• What is needed: Please substitute "clear sky" for "blue sky" throughout the listing below and give it back otherwise unchanged.

• Data shown:
* * * *

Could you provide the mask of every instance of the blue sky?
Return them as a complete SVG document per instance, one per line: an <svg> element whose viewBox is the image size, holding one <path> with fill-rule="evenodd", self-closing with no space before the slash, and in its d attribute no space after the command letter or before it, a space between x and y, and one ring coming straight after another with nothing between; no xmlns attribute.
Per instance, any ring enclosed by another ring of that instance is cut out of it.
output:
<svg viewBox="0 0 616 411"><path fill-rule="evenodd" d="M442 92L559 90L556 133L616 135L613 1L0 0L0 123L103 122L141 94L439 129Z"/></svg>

* * * *

• Solution to this task:
Could you provide the mask of every instance of the clear sky?
Return them as a complete SVG document per instance, one per line: an <svg> element whose viewBox is the image size, holding one <path> with fill-rule="evenodd", self-closing with no space before the slash, and in its d attribute no space after the command letter or before it, a space between x and y, and one ring coming straight after another with nothing between; no xmlns attribute.
Per instance, any ring enclosed by another ring of that instance is cut out of it.
output:
<svg viewBox="0 0 616 411"><path fill-rule="evenodd" d="M442 92L559 90L556 133L616 135L613 1L0 0L0 123L103 122L141 94L439 129Z"/></svg>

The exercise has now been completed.